_Exercise:_
Express the records below as a two-column CSV with the headers text and answer, one row per record. Put each field in double quotes, and replace any line breaks inside a field with spaces.

_Given records:_
--
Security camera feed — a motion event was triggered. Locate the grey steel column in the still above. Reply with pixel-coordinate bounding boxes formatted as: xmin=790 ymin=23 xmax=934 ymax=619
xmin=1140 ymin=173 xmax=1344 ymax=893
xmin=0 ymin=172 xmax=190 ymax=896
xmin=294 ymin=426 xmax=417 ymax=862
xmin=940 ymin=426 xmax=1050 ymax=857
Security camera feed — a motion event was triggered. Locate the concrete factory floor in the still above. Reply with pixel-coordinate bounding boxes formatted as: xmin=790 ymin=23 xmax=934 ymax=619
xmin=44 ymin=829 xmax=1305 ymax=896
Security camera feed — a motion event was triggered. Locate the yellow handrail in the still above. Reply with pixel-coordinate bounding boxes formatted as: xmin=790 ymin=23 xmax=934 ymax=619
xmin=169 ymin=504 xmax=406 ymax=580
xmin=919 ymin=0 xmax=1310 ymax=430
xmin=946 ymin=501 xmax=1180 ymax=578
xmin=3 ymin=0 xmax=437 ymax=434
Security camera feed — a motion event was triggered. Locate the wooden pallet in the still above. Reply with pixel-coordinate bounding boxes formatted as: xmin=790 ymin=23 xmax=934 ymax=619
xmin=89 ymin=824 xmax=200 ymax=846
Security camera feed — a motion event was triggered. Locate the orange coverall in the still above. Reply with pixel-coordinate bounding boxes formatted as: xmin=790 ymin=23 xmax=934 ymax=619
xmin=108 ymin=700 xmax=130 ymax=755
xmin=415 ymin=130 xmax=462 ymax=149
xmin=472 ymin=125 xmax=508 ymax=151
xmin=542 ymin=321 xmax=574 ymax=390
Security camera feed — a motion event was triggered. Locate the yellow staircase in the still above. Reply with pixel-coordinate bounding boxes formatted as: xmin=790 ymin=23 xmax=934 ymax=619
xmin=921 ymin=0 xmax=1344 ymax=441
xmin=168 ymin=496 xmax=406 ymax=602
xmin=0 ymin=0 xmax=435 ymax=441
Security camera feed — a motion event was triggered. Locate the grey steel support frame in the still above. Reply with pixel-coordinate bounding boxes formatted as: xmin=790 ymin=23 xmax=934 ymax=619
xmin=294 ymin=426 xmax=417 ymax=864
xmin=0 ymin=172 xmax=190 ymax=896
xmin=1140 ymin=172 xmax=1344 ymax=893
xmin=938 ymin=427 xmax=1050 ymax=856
--
_Finished exercise:_
text,answer
"Security camera feed — a motion event was triggered. Locate the grey steel column in the still above. Reply with pixel-coordinate bounding boxes formatted as: xmin=790 ymin=23 xmax=934 ymax=619","xmin=1140 ymin=173 xmax=1344 ymax=893 xmin=0 ymin=172 xmax=190 ymax=896 xmin=294 ymin=426 xmax=417 ymax=862 xmin=940 ymin=426 xmax=1050 ymax=857"
"Security camera feed — a motion event was triggered. Locate the concrete factory floor in the still above. Reply with pixel-coordinate bounding boxes formatted as: xmin=790 ymin=23 xmax=934 ymax=619","xmin=44 ymin=829 xmax=1305 ymax=896"
"Security camera feed — a motion event was triggered. Locate the yellow handrail in the still above. Reply with pixel-coordinate bounding boxes formatted as: xmin=790 ymin=23 xmax=934 ymax=619","xmin=169 ymin=504 xmax=406 ymax=580 xmin=919 ymin=0 xmax=1310 ymax=430 xmin=946 ymin=501 xmax=1180 ymax=578 xmin=3 ymin=0 xmax=437 ymax=434"
"Security camera feed — a motion event was triggered. Locate the wooden pallet in the still above. Reply with pixel-coordinate bounding boxes formatted as: xmin=790 ymin=23 xmax=934 ymax=619","xmin=89 ymin=824 xmax=200 ymax=846"
"Security camera feed — a motion event was triggered. Locate the orange coverall in the still above. Reply with pixel-coordinate bounding boxes formatted as: xmin=790 ymin=23 xmax=934 ymax=619","xmin=108 ymin=700 xmax=130 ymax=755 xmin=415 ymin=130 xmax=462 ymax=149 xmin=472 ymin=125 xmax=508 ymax=151 xmin=542 ymin=321 xmax=574 ymax=390"
"Security camera feed — a motion event was triggered. Locate the yellow staircase in the still above. Reply with pixel-coordinate bounding boxes formatted as: xmin=790 ymin=23 xmax=934 ymax=619","xmin=921 ymin=0 xmax=1344 ymax=441 xmin=168 ymin=496 xmax=406 ymax=602 xmin=0 ymin=0 xmax=435 ymax=441"
"Security camera feed — a motion event was triggered. Locate the grey steel support frame in the still above. Reply with pixel-coordinate bounding boxes formatted as: xmin=790 ymin=23 xmax=934 ymax=619","xmin=294 ymin=426 xmax=417 ymax=864 xmin=0 ymin=172 xmax=190 ymax=896 xmin=1140 ymin=172 xmax=1344 ymax=893 xmin=938 ymin=427 xmax=1050 ymax=856"